Image outline annotation rows:

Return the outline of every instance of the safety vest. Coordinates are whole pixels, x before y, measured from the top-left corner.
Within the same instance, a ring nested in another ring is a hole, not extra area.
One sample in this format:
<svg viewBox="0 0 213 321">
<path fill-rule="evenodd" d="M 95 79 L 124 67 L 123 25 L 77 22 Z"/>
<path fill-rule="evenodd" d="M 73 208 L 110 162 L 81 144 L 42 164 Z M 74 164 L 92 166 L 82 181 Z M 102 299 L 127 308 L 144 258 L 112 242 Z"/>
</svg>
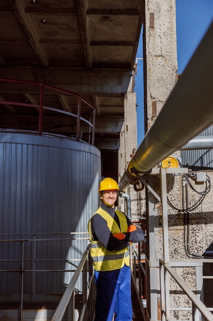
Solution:
<svg viewBox="0 0 213 321">
<path fill-rule="evenodd" d="M 115 212 L 119 218 L 121 230 L 112 216 L 101 207 L 93 215 L 97 213 L 101 215 L 106 221 L 107 226 L 112 234 L 121 233 L 121 231 L 125 233 L 128 229 L 125 215 L 119 211 L 115 210 Z M 90 255 L 93 260 L 94 270 L 96 271 L 110 271 L 121 269 L 124 264 L 129 266 L 130 263 L 128 247 L 119 251 L 108 251 L 99 240 L 97 241 L 94 239 L 91 231 L 91 218 L 88 223 L 88 230 L 90 236 Z"/>
</svg>

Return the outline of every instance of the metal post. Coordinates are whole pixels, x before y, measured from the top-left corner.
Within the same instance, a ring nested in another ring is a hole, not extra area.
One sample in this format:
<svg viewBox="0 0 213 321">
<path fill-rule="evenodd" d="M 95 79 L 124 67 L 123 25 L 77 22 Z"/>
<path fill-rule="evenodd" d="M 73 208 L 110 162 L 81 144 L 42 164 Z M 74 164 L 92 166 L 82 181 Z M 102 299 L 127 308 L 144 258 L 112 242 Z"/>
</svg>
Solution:
<svg viewBox="0 0 213 321">
<path fill-rule="evenodd" d="M 87 260 L 83 268 L 83 276 L 82 276 L 82 292 L 83 292 L 83 306 L 85 307 L 85 312 L 84 314 L 83 320 L 86 321 L 87 319 Z"/>
<path fill-rule="evenodd" d="M 149 175 L 148 183 L 152 188 L 154 178 Z M 147 312 L 150 314 L 150 319 L 158 319 L 158 300 L 157 295 L 157 274 L 158 262 L 156 262 L 155 247 L 154 208 L 156 203 L 156 198 L 150 190 L 147 191 L 149 216 L 147 222 L 147 251 L 146 251 L 146 265 L 147 279 L 150 280 L 147 285 Z"/>
<path fill-rule="evenodd" d="M 81 122 L 81 96 L 79 96 L 78 98 L 78 114 L 77 114 L 77 126 L 76 128 L 76 140 L 79 141 L 80 139 L 80 128 Z"/>
<path fill-rule="evenodd" d="M 68 304 L 68 321 L 73 321 L 74 320 L 75 313 L 75 294 L 73 292 L 70 299 Z"/>
<path fill-rule="evenodd" d="M 93 121 L 92 121 L 92 142 L 91 145 L 94 145 L 94 126 L 96 122 L 96 109 L 94 109 L 93 111 Z"/>
<path fill-rule="evenodd" d="M 166 321 L 165 312 L 165 275 L 164 266 L 160 262 L 160 298 L 161 304 L 162 321 Z"/>
<path fill-rule="evenodd" d="M 160 169 L 162 204 L 162 232 L 163 242 L 163 260 L 164 264 L 169 263 L 168 215 L 167 212 L 167 175 L 165 168 Z"/>
<path fill-rule="evenodd" d="M 35 256 L 36 253 L 36 235 L 33 235 L 33 238 L 35 239 L 32 245 L 33 248 L 33 251 L 32 253 L 32 270 L 34 271 L 31 274 L 31 294 L 35 294 Z"/>
<path fill-rule="evenodd" d="M 22 321 L 23 311 L 23 241 L 21 241 L 20 245 L 19 321 Z"/>
<path fill-rule="evenodd" d="M 160 182 L 161 189 L 161 204 L 162 204 L 162 233 L 163 233 L 163 263 L 164 264 L 169 263 L 169 226 L 168 215 L 167 211 L 167 174 L 166 169 L 161 168 L 160 169 Z M 166 318 L 170 317 L 170 290 L 169 275 L 167 271 L 164 275 L 165 282 L 165 304 Z"/>
<path fill-rule="evenodd" d="M 40 84 L 40 106 L 39 106 L 39 122 L 38 132 L 41 135 L 43 127 L 43 84 Z"/>
</svg>

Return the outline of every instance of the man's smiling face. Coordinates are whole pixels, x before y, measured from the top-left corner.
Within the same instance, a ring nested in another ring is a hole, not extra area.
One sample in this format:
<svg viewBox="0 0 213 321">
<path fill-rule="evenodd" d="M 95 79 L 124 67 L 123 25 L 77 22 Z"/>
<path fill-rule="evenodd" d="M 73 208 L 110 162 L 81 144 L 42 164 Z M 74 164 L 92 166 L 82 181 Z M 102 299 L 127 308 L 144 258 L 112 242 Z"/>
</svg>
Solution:
<svg viewBox="0 0 213 321">
<path fill-rule="evenodd" d="M 116 190 L 103 191 L 100 198 L 107 206 L 114 207 L 114 203 L 117 199 L 117 191 Z"/>
</svg>

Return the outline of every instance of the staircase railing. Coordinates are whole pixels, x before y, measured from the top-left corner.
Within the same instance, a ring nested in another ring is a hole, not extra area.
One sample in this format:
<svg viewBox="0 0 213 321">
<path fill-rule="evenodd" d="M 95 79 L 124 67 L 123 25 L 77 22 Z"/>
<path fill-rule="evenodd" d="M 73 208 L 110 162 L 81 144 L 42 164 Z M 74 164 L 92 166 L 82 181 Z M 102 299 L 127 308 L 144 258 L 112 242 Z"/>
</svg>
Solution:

• _Task brief_
Please write out all the rows above again, replacing every "top-left corner" with "upper-left corner" and leaving everything else unchanged. Omit the pictures from your answer.

• _Finished task_
Return the outline of every instance of the safety vest. Coordinates are whole pixels, x before y, measured from the upper-left corner.
Within the same instance, a ring nested in another ring is a hole, not extra area.
One sample in this format:
<svg viewBox="0 0 213 321">
<path fill-rule="evenodd" d="M 95 79 L 124 67 L 123 25 L 77 22 Z"/>
<path fill-rule="evenodd" d="M 73 208 L 110 162 L 81 144 L 42 164 Z M 74 164 L 92 166 L 82 181 Z M 102 299 L 127 308 L 144 258 L 112 242 Z"/>
</svg>
Solution:
<svg viewBox="0 0 213 321">
<path fill-rule="evenodd" d="M 115 212 L 119 218 L 121 230 L 112 216 L 101 207 L 93 215 L 97 213 L 101 215 L 106 221 L 107 226 L 112 234 L 121 233 L 121 231 L 125 233 L 128 229 L 125 215 L 119 211 L 115 210 Z M 90 255 L 93 260 L 94 270 L 96 271 L 110 271 L 121 269 L 124 264 L 129 266 L 130 263 L 128 247 L 119 251 L 108 251 L 99 240 L 97 241 L 94 239 L 91 231 L 91 218 L 88 223 L 88 230 L 90 236 Z"/>
</svg>

Return the outline of every instance of the metal post. Coordinates are whole pixels, x before y, measured from the upper-left corner.
Within the same instance, a ring nested in another ring is a hole, not extra area.
One sample in this format:
<svg viewBox="0 0 213 321">
<path fill-rule="evenodd" d="M 95 79 L 124 67 L 123 25 L 77 22 Z"/>
<path fill-rule="evenodd" d="M 73 208 L 110 162 L 81 144 L 42 164 Z M 74 164 L 92 166 L 82 181 Z M 102 299 L 127 308 L 144 258 L 112 242 Z"/>
</svg>
Solution:
<svg viewBox="0 0 213 321">
<path fill-rule="evenodd" d="M 87 260 L 83 268 L 83 276 L 82 276 L 82 292 L 83 292 L 83 306 L 85 307 L 85 312 L 84 314 L 83 320 L 86 321 L 87 319 Z"/>
<path fill-rule="evenodd" d="M 149 175 L 148 183 L 152 188 L 154 178 Z M 147 312 L 150 314 L 150 319 L 158 319 L 158 300 L 157 295 L 157 274 L 158 262 L 156 262 L 155 247 L 154 208 L 156 203 L 156 198 L 150 190 L 147 191 L 149 216 L 147 222 L 147 251 L 146 251 L 146 265 L 147 279 L 150 280 L 147 285 Z"/>
<path fill-rule="evenodd" d="M 81 122 L 81 96 L 79 96 L 78 98 L 78 114 L 77 114 L 77 126 L 76 128 L 76 140 L 79 141 L 80 139 L 80 128 Z"/>
<path fill-rule="evenodd" d="M 68 304 L 68 321 L 73 321 L 74 320 L 75 313 L 75 294 L 73 292 L 70 299 Z"/>
<path fill-rule="evenodd" d="M 93 121 L 92 121 L 92 142 L 91 145 L 94 145 L 94 126 L 96 122 L 96 109 L 94 109 L 93 111 Z"/>
<path fill-rule="evenodd" d="M 166 321 L 165 312 L 165 275 L 164 266 L 160 262 L 160 298 L 161 304 L 162 321 Z"/>
<path fill-rule="evenodd" d="M 160 169 L 162 204 L 162 232 L 163 242 L 163 260 L 164 264 L 169 263 L 168 215 L 167 212 L 167 175 L 165 168 Z"/>
<path fill-rule="evenodd" d="M 35 256 L 36 253 L 36 235 L 33 235 L 33 238 L 35 239 L 32 245 L 33 248 L 33 251 L 32 253 L 32 270 L 34 271 L 31 274 L 31 294 L 35 294 Z"/>
<path fill-rule="evenodd" d="M 22 321 L 23 311 L 23 241 L 21 241 L 20 245 L 19 321 Z"/>
<path fill-rule="evenodd" d="M 160 182 L 161 189 L 161 204 L 162 204 L 162 233 L 163 233 L 163 263 L 164 264 L 169 263 L 169 226 L 168 215 L 167 211 L 167 174 L 166 169 L 161 168 L 160 169 Z M 166 318 L 170 317 L 170 290 L 169 275 L 167 271 L 164 275 L 165 282 L 165 304 Z"/>
<path fill-rule="evenodd" d="M 40 84 L 40 106 L 39 106 L 39 122 L 38 132 L 41 135 L 43 127 L 43 84 Z"/>
</svg>

Return the outline of every instance of the man's smiling face. Coordinates are whole pixels, x before y, measured from the upper-left corner.
Within the same instance, a ring nested in another ring is a hole, not extra area.
One sample in this format:
<svg viewBox="0 0 213 321">
<path fill-rule="evenodd" d="M 95 79 L 124 67 L 123 25 L 77 22 Z"/>
<path fill-rule="evenodd" d="M 73 208 L 110 162 L 81 144 L 42 164 Z M 74 164 L 92 166 L 82 181 Z M 102 299 L 127 308 L 144 258 L 112 242 Z"/>
</svg>
Solution:
<svg viewBox="0 0 213 321">
<path fill-rule="evenodd" d="M 116 190 L 103 191 L 100 198 L 107 206 L 114 207 L 114 203 L 117 199 L 117 191 Z"/>
</svg>

Return the outline of every instance of the staircase railing. Coordinates are whole pixels, x before y, measured from the upper-left corner.
Within the same instance, a ring nested in another ring is a hole, not extra area.
One sample in this format:
<svg viewBox="0 0 213 321">
<path fill-rule="evenodd" d="M 95 79 L 124 67 L 123 25 L 77 22 Z"/>
<path fill-rule="evenodd" d="M 73 208 L 110 162 L 81 144 L 42 164 Z M 74 164 L 92 166 L 82 181 Z M 102 299 L 127 308 L 144 258 L 112 242 Z"/>
</svg>
Solution:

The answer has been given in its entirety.